- Supplied passage:
=== Begin Enclosure ===

William K. Oh, MD, Receives Creativity Award from the Prostate Cancer Foundation

William K. Oh, MD is one of only 12 researchers to receive a Creativity Award from the Prostate Cancer Foundation (PCF).

 – May 12, 2010 /Press Release/  –– 

William K. Oh, MD, Chief of the Division of Hematology and Medical Oncology, Professor of Medicine and Urology, and Ezra M. Greenspan, MD, Professor in Clinical Cancer Therapeutics, is one of only 12 researchers to receive a Creativity Award from the Prostate Cancer Foundation (PCF). A rigorous peer review process vetted the 12 selected projects from a field of more than 157 applications representing 92 institutions in 11 countries.

The PCF Creativity Awards, totaling $3.6 million, are given in support of innovative projects that have the potential to fast-forward discovery and deliver game-changing results for prostate cancer research. These two-year awards are designed to support new ideas that may lead to the development of better diagnostics, new treatments, and even cures for prostate cancer. The type of research ideas encouraged by PCF’s Creativity Awards are typically not funded by any government or other private sources, but represent new approaches for treating prostate cancer.

Dr. Oh was awarded a $300,000 grant over two years in support of his research study, "Predicting Response to Platinum Chemotherapy in Metastatic Castration-Resistant Prostate Cancer (CRPC) Using a Genomic Signature for BRCAness." Every cell has DNA repair mechanisms that function to protect DNA from harmful mutations, which can cause cancer and cell death. In healthy cells, DNA repair mechanisms are intact but in cancer cells they are often — but not always — damaged. Platinums are a class of chemotherapy medicines that kill cancer cells by damaging the cell’s DNA structure. However, certain types of cancer cells are more susceptible to DNA-damaging drugs such as platinum than are others. Satraplatin is a type of platinum that is unique; it can cause more severe DNA damage than its counterparts. Yet BRCA1 and BRCA2 are two genes that may predict satraplatin activity and confer therapy sensitivity. Importantly, some patients carry BRCA1 and BRCA2 mutations resulting in limited DNA repair function.

=== End Enclosure ===

- Source information:
=== Begin Enclosure ===

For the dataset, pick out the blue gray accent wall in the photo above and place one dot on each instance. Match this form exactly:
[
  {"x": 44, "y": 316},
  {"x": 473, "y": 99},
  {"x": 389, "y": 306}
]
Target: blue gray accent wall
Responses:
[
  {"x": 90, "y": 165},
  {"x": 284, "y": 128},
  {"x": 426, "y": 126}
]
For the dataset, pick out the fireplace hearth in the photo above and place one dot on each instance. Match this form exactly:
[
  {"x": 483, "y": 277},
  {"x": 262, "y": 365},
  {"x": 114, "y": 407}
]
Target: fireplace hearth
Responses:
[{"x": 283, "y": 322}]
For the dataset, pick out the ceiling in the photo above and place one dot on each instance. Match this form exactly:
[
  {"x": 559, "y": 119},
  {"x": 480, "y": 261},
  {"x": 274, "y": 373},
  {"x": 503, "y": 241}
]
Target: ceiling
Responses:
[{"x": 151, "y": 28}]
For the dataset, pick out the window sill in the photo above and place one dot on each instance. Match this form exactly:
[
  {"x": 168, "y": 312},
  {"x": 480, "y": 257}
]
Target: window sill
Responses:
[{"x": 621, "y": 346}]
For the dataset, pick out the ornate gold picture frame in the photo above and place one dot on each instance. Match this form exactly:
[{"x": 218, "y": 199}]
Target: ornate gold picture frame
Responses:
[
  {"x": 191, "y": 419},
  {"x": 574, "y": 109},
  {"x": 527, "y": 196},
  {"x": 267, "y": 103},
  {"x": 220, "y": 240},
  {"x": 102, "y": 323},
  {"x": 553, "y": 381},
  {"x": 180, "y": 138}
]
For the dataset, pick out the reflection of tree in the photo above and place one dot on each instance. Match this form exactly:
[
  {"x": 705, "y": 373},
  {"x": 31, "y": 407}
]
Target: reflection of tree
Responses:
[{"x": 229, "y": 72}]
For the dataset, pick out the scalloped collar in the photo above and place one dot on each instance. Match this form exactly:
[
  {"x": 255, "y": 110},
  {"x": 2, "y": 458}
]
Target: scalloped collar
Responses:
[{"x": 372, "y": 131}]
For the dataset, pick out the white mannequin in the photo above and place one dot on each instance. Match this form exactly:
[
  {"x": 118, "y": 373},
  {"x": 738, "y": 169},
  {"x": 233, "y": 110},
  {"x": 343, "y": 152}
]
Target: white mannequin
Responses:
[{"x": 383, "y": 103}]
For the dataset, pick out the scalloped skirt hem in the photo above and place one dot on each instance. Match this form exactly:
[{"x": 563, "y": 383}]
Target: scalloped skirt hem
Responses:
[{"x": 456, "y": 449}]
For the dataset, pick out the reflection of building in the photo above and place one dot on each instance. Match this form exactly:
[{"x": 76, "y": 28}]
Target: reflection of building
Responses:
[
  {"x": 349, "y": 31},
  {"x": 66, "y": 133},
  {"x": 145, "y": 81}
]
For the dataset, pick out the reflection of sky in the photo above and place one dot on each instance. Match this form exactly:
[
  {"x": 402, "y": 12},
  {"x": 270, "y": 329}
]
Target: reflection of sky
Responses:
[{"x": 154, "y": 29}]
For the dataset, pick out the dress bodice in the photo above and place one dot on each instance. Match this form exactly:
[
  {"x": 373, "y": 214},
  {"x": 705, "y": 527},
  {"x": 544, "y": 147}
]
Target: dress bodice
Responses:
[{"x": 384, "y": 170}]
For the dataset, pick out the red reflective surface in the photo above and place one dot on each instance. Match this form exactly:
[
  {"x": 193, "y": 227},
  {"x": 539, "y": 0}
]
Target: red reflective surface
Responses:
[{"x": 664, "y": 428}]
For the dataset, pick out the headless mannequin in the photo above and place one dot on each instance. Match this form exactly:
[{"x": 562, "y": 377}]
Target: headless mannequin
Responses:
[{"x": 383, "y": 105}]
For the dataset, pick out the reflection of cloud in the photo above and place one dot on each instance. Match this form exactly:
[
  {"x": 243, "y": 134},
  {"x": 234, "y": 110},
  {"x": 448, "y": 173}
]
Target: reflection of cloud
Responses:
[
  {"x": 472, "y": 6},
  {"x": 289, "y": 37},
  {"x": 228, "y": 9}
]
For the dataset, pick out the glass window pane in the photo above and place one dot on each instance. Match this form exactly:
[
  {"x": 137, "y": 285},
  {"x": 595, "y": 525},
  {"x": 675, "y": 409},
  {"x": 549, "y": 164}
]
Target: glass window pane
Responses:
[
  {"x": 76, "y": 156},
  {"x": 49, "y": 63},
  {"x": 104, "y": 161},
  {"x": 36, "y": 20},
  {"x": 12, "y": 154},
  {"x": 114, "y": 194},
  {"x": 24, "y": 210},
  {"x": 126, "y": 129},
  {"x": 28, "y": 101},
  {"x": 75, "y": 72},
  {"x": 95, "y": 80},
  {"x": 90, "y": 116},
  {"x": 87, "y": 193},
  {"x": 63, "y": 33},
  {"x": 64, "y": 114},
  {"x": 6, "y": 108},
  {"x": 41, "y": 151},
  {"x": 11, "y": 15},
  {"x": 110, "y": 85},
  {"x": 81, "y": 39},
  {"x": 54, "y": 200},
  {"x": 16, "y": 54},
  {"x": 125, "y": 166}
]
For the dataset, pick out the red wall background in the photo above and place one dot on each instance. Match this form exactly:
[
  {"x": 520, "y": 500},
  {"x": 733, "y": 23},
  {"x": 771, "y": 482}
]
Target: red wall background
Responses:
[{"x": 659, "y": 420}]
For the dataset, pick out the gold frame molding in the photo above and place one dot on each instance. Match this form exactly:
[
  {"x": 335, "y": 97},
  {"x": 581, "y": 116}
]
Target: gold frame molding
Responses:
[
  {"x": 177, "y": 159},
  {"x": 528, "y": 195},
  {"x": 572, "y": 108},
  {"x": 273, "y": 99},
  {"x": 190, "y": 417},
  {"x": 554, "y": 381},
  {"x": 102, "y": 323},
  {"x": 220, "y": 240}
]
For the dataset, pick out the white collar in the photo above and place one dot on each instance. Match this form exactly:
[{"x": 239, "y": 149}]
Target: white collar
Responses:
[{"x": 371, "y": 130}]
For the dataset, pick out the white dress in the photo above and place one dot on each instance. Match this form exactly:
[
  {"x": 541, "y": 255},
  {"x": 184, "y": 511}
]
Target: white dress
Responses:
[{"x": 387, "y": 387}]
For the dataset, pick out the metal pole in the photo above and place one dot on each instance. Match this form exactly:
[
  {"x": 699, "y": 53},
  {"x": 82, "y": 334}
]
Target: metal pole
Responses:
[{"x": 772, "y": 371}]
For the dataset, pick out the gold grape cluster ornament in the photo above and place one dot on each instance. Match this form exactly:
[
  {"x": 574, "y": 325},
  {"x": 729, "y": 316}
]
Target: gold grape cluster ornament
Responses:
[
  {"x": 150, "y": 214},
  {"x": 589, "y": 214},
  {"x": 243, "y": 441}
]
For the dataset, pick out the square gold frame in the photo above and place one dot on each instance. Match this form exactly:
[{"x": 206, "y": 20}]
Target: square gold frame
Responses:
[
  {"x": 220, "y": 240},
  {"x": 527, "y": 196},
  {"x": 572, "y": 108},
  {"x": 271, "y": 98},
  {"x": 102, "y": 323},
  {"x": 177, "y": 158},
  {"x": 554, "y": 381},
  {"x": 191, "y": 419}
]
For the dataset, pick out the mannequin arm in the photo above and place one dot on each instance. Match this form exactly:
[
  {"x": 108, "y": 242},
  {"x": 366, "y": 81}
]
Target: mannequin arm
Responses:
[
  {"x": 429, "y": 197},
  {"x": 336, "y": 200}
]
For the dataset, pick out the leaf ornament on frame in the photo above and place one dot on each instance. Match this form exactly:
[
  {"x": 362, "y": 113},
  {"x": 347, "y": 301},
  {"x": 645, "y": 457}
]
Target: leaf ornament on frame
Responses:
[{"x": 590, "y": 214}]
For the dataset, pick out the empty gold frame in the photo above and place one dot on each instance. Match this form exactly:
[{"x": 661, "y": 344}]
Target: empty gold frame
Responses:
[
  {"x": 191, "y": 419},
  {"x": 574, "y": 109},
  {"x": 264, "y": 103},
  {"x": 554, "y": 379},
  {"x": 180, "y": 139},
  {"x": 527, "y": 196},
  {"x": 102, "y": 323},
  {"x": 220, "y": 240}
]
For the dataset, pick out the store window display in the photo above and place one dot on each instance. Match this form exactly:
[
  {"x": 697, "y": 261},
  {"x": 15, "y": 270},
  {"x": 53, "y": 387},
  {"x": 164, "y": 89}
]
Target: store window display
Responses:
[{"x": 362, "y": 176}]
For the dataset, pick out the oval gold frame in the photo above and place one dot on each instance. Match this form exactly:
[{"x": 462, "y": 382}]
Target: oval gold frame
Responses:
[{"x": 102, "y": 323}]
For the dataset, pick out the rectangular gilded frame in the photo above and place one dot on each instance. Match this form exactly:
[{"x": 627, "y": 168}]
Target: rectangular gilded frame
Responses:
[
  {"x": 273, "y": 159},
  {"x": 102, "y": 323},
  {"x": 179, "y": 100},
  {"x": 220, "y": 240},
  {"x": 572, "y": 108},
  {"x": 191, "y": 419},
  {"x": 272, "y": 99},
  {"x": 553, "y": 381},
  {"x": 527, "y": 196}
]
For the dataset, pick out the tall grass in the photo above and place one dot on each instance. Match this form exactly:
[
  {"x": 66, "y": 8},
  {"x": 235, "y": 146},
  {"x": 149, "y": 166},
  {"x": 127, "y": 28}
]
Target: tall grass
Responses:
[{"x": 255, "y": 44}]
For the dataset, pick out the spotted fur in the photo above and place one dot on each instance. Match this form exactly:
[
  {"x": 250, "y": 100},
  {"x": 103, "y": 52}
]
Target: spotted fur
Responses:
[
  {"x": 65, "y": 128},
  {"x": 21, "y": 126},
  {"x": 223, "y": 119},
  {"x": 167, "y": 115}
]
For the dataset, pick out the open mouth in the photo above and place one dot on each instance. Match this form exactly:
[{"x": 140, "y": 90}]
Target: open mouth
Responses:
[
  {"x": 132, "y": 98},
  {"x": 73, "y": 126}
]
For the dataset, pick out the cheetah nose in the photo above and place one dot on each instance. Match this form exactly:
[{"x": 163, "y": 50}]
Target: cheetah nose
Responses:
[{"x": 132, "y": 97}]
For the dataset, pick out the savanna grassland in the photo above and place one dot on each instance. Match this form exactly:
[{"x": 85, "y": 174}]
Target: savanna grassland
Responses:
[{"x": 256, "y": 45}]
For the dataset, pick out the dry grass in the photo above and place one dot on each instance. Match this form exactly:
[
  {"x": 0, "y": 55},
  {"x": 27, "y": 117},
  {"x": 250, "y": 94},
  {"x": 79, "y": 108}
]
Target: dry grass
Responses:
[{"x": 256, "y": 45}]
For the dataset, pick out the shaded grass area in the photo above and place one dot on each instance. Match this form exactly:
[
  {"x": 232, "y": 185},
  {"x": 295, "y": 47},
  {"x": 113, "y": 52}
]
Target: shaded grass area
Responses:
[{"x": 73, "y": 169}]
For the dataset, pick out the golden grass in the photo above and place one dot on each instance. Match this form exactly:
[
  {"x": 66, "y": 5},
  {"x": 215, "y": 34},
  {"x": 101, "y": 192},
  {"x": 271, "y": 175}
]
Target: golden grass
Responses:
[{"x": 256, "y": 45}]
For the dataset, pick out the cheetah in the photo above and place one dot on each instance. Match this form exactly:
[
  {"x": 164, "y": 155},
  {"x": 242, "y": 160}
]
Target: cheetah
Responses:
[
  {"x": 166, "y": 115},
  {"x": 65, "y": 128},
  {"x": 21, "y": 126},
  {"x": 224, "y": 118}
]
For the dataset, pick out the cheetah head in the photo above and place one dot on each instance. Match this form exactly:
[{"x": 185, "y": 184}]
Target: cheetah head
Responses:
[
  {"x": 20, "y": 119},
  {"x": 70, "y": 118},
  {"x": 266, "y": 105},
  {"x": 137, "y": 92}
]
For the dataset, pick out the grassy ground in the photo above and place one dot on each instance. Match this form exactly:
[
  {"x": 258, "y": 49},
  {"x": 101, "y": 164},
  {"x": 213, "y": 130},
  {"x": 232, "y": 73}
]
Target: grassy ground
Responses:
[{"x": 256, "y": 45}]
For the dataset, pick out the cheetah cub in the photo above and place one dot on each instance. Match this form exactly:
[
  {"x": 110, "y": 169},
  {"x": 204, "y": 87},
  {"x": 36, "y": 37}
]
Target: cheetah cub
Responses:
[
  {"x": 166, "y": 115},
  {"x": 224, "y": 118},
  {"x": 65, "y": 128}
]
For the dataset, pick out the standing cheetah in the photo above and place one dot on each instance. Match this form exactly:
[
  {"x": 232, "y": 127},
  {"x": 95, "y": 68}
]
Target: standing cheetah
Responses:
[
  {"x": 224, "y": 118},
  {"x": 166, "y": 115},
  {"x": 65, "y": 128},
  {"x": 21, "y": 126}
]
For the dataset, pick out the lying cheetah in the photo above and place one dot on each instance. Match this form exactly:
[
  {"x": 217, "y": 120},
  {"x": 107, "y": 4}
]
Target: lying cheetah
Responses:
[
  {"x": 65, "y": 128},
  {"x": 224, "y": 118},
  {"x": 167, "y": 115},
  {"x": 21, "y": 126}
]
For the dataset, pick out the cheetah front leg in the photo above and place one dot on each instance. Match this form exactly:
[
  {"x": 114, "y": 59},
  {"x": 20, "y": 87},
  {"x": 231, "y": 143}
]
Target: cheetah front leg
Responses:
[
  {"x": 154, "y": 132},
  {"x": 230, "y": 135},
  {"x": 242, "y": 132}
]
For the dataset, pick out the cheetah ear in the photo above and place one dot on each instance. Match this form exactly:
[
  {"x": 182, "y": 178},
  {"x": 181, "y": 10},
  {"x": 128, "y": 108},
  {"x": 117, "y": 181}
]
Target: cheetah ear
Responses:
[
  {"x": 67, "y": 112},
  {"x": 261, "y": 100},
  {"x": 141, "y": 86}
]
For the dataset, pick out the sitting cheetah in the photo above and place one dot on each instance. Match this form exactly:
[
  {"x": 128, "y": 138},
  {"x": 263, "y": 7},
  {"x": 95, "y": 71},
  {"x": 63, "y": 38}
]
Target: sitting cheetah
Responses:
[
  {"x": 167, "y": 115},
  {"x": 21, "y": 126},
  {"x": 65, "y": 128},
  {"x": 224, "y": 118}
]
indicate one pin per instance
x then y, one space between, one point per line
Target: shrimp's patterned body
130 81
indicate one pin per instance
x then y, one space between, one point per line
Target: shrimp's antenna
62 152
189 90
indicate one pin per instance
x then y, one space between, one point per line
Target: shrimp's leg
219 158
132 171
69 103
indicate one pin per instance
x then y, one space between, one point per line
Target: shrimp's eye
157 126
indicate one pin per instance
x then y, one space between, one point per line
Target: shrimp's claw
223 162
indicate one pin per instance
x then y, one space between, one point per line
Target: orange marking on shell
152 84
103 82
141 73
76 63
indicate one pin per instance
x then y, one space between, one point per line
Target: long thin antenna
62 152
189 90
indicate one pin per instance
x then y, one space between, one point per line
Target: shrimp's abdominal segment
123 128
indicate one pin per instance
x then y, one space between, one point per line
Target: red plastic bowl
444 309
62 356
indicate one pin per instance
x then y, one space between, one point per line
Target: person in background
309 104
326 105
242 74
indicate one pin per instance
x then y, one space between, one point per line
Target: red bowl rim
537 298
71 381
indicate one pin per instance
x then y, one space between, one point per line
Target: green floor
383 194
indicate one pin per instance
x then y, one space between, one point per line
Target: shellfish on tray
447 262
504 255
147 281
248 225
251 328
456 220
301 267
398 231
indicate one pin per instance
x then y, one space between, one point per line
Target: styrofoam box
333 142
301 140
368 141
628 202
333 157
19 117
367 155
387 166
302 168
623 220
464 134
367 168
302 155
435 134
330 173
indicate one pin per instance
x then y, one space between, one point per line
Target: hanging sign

=== End Enclosure ===

- Work task:
Continue the press release about William K. Oh's Prostate Cancer Foundation Creativity Award from where it stops.

- Output:
Dr. Oh hypothesizes that patients with loss of BRCA1/2 function will benefit more from satraplatin therapy — particularly if the cancer is anaplastic — because the cancer cells lack the ability to repair themselves. The PCF award will fund a prospective Phase II clinical trial of satraplatin in metastatic prostate cancer patients that will determine whether patients with mutated BRCA1 and BRCA2 genes are more sensitive to satraplatin therapy. Such findings will advance personalized medicine in prostate cancer treatment strategies and can be applied to newer drugs that also target this DNA repair pathway.

Dr. Oh’s co-investigators include Sonia Seng, MD, a fellow in hematology and medical oncology at Mount Sinai, and Philip Febbo, MD, Associate Professor of Medicine at the Duke Institute for Genome Research and Policy.